■ **DATASET**

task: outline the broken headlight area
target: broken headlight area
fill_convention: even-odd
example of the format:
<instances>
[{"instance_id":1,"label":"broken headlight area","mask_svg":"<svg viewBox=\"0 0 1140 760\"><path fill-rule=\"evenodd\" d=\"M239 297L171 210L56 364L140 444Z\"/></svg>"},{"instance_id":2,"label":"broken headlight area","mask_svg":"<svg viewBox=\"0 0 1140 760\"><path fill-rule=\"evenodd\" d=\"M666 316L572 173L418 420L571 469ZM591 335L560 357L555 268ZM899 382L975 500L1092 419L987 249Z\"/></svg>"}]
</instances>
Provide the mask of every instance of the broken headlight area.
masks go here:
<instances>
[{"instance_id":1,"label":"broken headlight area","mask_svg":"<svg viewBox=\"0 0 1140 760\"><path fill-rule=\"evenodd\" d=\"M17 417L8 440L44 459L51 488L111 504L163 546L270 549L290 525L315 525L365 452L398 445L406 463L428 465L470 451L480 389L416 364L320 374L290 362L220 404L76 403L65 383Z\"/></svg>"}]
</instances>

■ **WHAT TO WORK ON**
Your reply should be nothing but the lines from the one containing "target: broken headlight area" through the last line above, copied exactly; please include both ends.

■ **EXERCISE RESPONSE**
target: broken headlight area
fill_convention: even-odd
example of the format:
<instances>
[{"instance_id":1,"label":"broken headlight area","mask_svg":"<svg viewBox=\"0 0 1140 760\"><path fill-rule=\"evenodd\" d=\"M239 297L171 210L56 364L140 444Z\"/></svg>"},{"instance_id":2,"label":"broken headlight area","mask_svg":"<svg viewBox=\"0 0 1140 760\"><path fill-rule=\"evenodd\" d=\"M666 316L572 173L418 420L571 469ZM591 335L560 357L555 268ZM899 382L975 500L1092 419L987 249Z\"/></svg>"}]
</instances>
Provide the mask of every instance of the broken headlight area.
masks go here:
<instances>
[{"instance_id":1,"label":"broken headlight area","mask_svg":"<svg viewBox=\"0 0 1140 760\"><path fill-rule=\"evenodd\" d=\"M17 417L8 440L44 459L51 488L111 504L163 546L270 549L290 525L315 525L365 452L398 445L406 463L428 465L470 451L480 389L416 364L320 374L290 362L220 404L76 403L65 383Z\"/></svg>"}]
</instances>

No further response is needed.